Task requirements :: Please rewrite the entries below with every "Coords" changed to "Points" and nothing else altered. Leave the pictures out.

-- begin --

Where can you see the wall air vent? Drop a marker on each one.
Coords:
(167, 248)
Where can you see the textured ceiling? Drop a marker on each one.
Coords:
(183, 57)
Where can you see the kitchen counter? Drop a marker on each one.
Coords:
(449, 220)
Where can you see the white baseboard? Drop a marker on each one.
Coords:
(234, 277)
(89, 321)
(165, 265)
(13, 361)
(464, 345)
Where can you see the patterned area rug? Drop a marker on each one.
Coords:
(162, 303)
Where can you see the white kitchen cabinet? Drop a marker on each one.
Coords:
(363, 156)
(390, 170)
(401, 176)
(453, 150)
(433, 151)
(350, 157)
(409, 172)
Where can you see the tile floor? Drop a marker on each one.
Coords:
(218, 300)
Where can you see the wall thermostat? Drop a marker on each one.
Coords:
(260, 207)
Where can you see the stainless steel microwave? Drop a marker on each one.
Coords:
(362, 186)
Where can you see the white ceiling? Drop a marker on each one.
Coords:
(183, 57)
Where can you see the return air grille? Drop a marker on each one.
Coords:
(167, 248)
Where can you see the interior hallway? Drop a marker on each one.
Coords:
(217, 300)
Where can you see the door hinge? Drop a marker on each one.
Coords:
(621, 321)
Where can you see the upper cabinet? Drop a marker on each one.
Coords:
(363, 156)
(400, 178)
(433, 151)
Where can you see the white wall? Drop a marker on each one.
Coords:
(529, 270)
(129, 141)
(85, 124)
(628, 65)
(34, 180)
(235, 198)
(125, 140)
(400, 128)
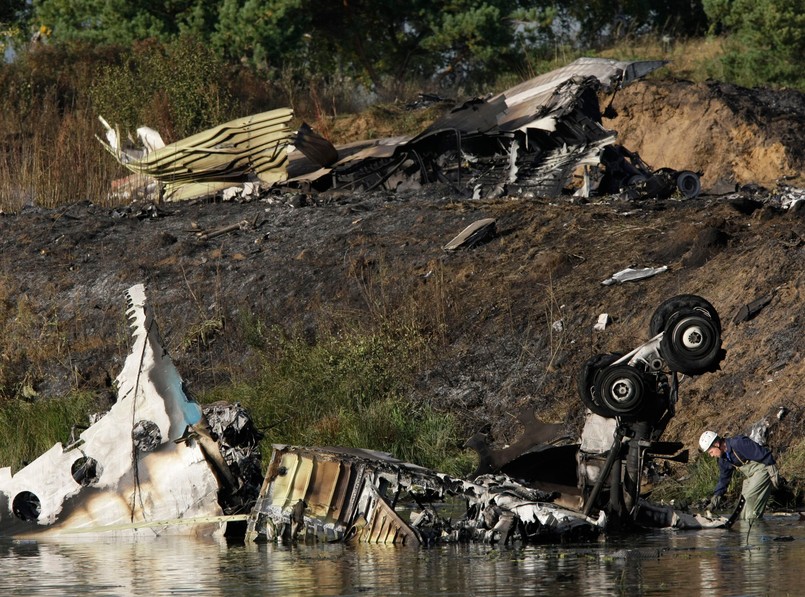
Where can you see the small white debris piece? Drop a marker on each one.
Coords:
(150, 139)
(630, 274)
(603, 321)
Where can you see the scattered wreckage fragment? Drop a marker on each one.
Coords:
(530, 138)
(249, 149)
(630, 398)
(156, 463)
(343, 494)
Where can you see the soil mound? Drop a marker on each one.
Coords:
(514, 315)
(732, 134)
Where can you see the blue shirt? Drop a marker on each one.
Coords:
(740, 450)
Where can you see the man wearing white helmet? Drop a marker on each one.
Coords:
(755, 462)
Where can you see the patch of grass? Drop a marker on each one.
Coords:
(30, 428)
(348, 390)
(696, 484)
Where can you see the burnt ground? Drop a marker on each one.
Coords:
(304, 262)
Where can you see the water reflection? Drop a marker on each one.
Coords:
(763, 559)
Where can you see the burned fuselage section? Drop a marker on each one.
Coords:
(531, 139)
(151, 465)
(630, 399)
(343, 494)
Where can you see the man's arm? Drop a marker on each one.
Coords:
(725, 476)
(746, 449)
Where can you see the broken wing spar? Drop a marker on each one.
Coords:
(136, 471)
(253, 148)
(531, 138)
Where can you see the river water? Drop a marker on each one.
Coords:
(767, 558)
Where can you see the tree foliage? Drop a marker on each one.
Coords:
(766, 40)
(382, 42)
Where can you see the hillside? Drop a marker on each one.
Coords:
(301, 261)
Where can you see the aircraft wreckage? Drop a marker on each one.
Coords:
(158, 463)
(532, 138)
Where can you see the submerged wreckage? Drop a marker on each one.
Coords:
(159, 463)
(531, 139)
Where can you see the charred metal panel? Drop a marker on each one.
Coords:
(146, 467)
(364, 496)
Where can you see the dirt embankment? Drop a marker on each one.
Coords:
(299, 261)
(731, 134)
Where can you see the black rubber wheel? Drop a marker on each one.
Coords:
(621, 389)
(586, 382)
(682, 302)
(691, 343)
(688, 184)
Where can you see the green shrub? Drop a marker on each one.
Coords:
(349, 390)
(178, 88)
(30, 428)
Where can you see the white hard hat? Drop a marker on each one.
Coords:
(707, 439)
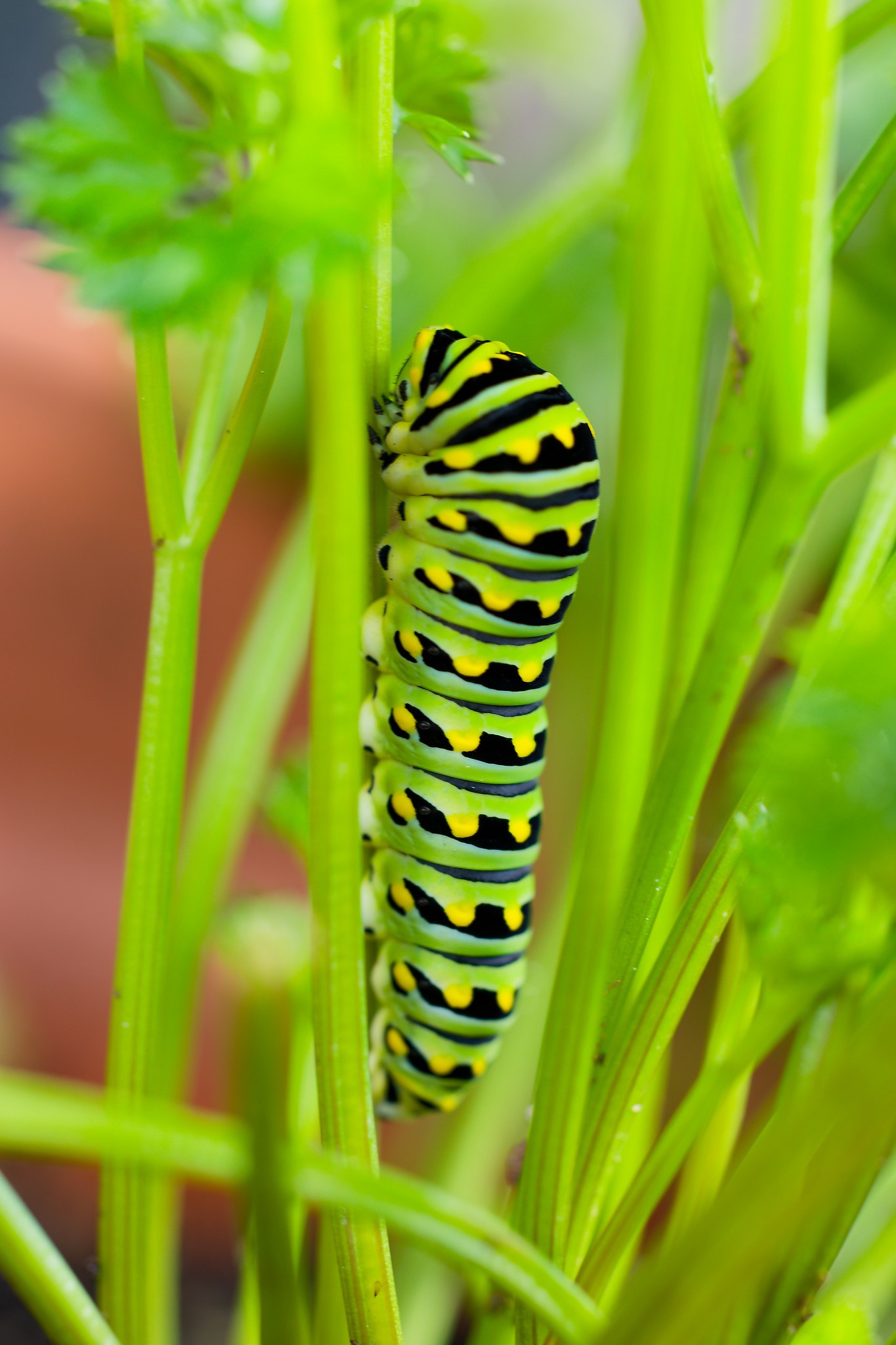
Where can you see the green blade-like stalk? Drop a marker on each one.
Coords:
(656, 463)
(43, 1279)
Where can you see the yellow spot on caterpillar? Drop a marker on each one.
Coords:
(452, 518)
(400, 896)
(469, 666)
(464, 740)
(458, 997)
(521, 829)
(402, 805)
(440, 576)
(527, 450)
(463, 825)
(405, 977)
(458, 459)
(410, 643)
(405, 718)
(442, 1064)
(461, 914)
(517, 533)
(396, 435)
(395, 1043)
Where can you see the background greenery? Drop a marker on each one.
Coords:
(716, 290)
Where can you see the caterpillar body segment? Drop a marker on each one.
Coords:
(498, 483)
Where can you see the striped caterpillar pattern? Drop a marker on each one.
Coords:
(496, 479)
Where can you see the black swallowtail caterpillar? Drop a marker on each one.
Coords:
(498, 482)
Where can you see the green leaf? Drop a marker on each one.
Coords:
(821, 848)
(433, 66)
(158, 208)
(454, 144)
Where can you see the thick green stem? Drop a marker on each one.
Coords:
(339, 493)
(45, 1281)
(127, 1278)
(657, 443)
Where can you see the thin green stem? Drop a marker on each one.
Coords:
(677, 30)
(677, 1139)
(863, 187)
(797, 183)
(736, 1000)
(207, 417)
(241, 428)
(74, 1124)
(232, 772)
(264, 1046)
(644, 1036)
(657, 444)
(127, 1279)
(158, 436)
(45, 1281)
(725, 494)
(861, 23)
(373, 101)
(857, 428)
(868, 549)
(339, 474)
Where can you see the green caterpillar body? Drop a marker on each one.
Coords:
(498, 483)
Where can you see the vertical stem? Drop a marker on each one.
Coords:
(373, 109)
(657, 441)
(339, 494)
(128, 1277)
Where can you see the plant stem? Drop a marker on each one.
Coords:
(734, 1009)
(158, 437)
(43, 1279)
(373, 109)
(647, 1032)
(676, 1141)
(127, 1278)
(657, 443)
(797, 182)
(679, 34)
(339, 493)
(230, 775)
(207, 417)
(241, 428)
(720, 509)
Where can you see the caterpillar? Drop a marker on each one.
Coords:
(496, 478)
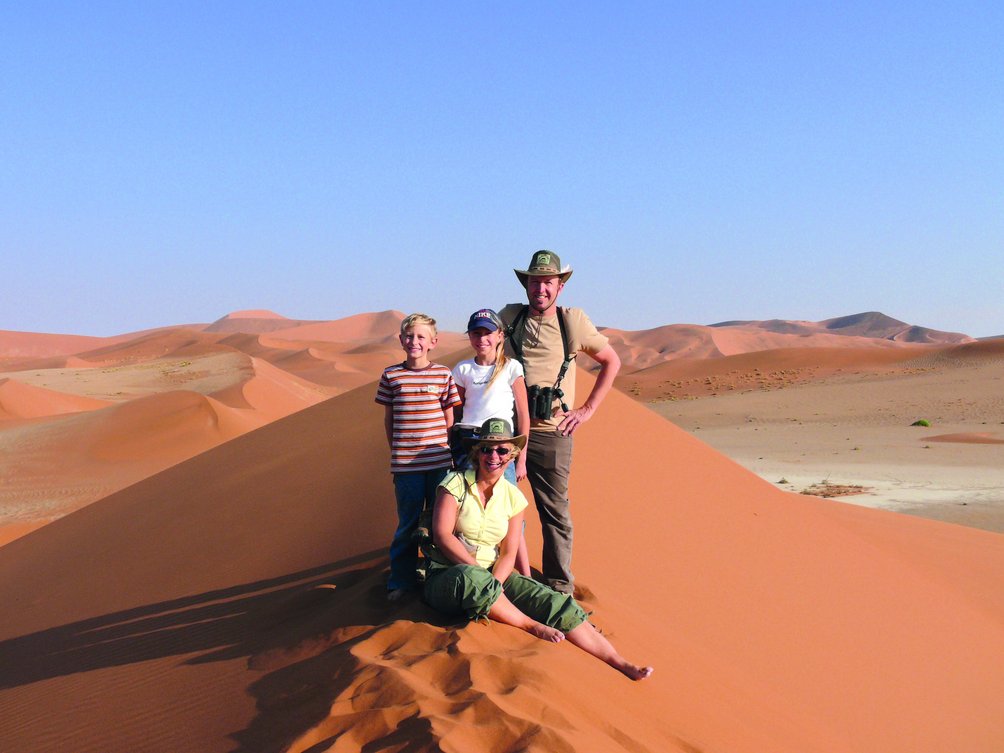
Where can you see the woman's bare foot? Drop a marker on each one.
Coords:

-- end --

Output of the exercise ::
Where can you see the wall air vent? Drop a marker on each one.
Points:
(167, 248)
Where can you see the textured ceiling? Drop a marker on each one.
Points:
(183, 57)
Where can you see the kitchen counter? Drop a marker on each one.
Points:
(449, 220)
Where can you see the white baseboard? Drop a marker on each one.
Points:
(234, 277)
(89, 321)
(165, 265)
(13, 361)
(464, 345)
Where can you see the patterned area rug? Drop a marker on each one.
Points:
(162, 303)
Where can you see the white kitchen cabinet? Drop a marker on each one.
Points:
(363, 156)
(390, 170)
(401, 176)
(453, 150)
(433, 151)
(350, 157)
(409, 172)
Where can you see the tile floor? Drop a marker on each one.
Points:
(218, 300)
Where can you see the wall thermostat? Drop a marker on each one.
Points:
(260, 207)
Where can you see the stainless steel microwave? Drop a marker on each one.
Points:
(362, 186)
Where can you see the white ceiling? Drop a marker on each one.
Points:
(183, 57)
Where can you see the return air grille? Drop a marker on each one.
Points:
(167, 248)
Where can you see the interior hallway? Drop a marker on each one.
Points:
(217, 300)
Where can you see the door hinge? Drop a marker on each one.
Points:
(621, 321)
Where can you see the upper cabinet? Drop a marker on each one.
Points:
(363, 156)
(400, 178)
(433, 151)
Where can you see the white wall? Drop a marker on each one.
Points:
(529, 270)
(129, 141)
(85, 124)
(628, 65)
(34, 180)
(235, 198)
(125, 140)
(400, 128)
Where can you see the small white debris piece? Drop a marker on each one.
Points:
(150, 139)
(630, 274)
(603, 321)
Where can you see the scattered wreckage fragment? Drop a marker on each one.
Points:
(530, 138)
(249, 149)
(630, 398)
(156, 463)
(343, 494)
Where can you see the soil mound? Drop a marker on each one.
Points:
(514, 315)
(732, 134)
Where can you see the blue shirt? Drop a marker on each one.
Points:
(740, 450)
Where can you see the man wearing white helmet? Drop a marker on each one.
Points:
(755, 462)
Where can you see the patch of grass? Drop a marker on each one.
Points:
(30, 428)
(348, 390)
(696, 484)
Where can you see the burnt ground? Drop a marker on each one.
Points:
(304, 262)
Where can you see the water reflection? Drop a marker on each one.
Points:
(763, 559)
Where can you see the burned fuselage section? Drop a marker on each one.
Points:
(531, 139)
(151, 465)
(630, 399)
(343, 494)
Where can you see the man's arm? Drop a marker on each one.
Points:
(725, 476)
(746, 449)
Where can you see the broken wing spar? Drop a marker on each one.
Points:
(136, 471)
(253, 148)
(531, 138)
Where can you see the river water? Drop a marker on each one.
Points:
(767, 558)
Where can you see the tree foliage? Drop a marker on each one.
Points:
(766, 40)
(382, 42)
Where can you see the hillside? Drop a marker on each one.
Points:
(301, 261)
Where can you see the aircraft wreckage? Drop a marker on each one.
Points:
(158, 463)
(532, 138)
Where can you see the submerged wreckage? Drop a marker on each one.
Points:
(159, 463)
(531, 139)
Where can you see the charred metal panel? Drop a marker on each one.
Points:
(146, 467)
(364, 496)
Where can you see the dirt embankment? Drop a marker on each one.
Points:
(299, 261)
(731, 134)
Where can you see the black rubber wheel? Drop a marker on each one.
Points:
(621, 389)
(586, 382)
(682, 302)
(691, 343)
(688, 184)
Where can you see the green shrub? Drop a marker on each one.
Points:
(349, 390)
(178, 88)
(30, 428)
Where can you see the white hard hat? Drop a marker on each one.
Points:
(707, 439)
Where can you see the green blade-like stalk? Drop a marker on each one.
Points:
(656, 463)
(43, 1279)
Where can you see the yellow spot on caterpillar? Drop a marker on each one.
Points:
(452, 518)
(400, 896)
(469, 666)
(464, 740)
(458, 997)
(521, 829)
(402, 805)
(440, 576)
(527, 450)
(463, 825)
(405, 977)
(458, 459)
(410, 643)
(405, 718)
(442, 1064)
(461, 914)
(517, 533)
(396, 435)
(395, 1043)
Where can you see the background greenery? Drop a marker on each one.
Points:
(716, 290)
Where can you see the caterpillar body segment? Drop a marker on each one.
Points:
(498, 483)
Where can you see the striped caterpillar pattern? Drop a marker on each one.
Points:
(496, 479)
Where can you see the black swallowtail caterpillar? Drop a marker on each one.
Points:
(498, 482)
Where can you see the green leaf? Drop a marker on each one.
Points:
(821, 848)
(433, 66)
(158, 208)
(454, 144)
Where can you see the thick green stem? Drop a marker on each one.
Points:
(339, 493)
(45, 1281)
(127, 1278)
(657, 443)
Where can you see the thin green stem? Drop a marker on each one.
Points:
(677, 30)
(677, 1139)
(863, 187)
(797, 183)
(736, 1000)
(207, 417)
(241, 428)
(74, 1124)
(232, 772)
(264, 1046)
(644, 1036)
(657, 444)
(127, 1279)
(158, 436)
(45, 1281)
(725, 494)
(861, 23)
(373, 101)
(857, 428)
(868, 549)
(339, 474)
Where can you see the green caterpillar body? Drop a marker on each one.
Points:
(498, 483)
Where can you see the vertical stem? Drop a marker on each one.
Points:
(373, 109)
(657, 441)
(339, 494)
(128, 1277)
Where can you see the plant stem? Drop a marker on each one.
Points:
(734, 1009)
(158, 437)
(43, 1279)
(373, 109)
(647, 1032)
(676, 1141)
(127, 1278)
(657, 443)
(797, 182)
(679, 34)
(339, 493)
(230, 775)
(207, 417)
(241, 428)
(720, 509)
Where can you see the caterpillar? Drop a marker on each one.
Points:
(496, 478)
Where can you see the woman's bare foot? Drop a marker on each one.
Points:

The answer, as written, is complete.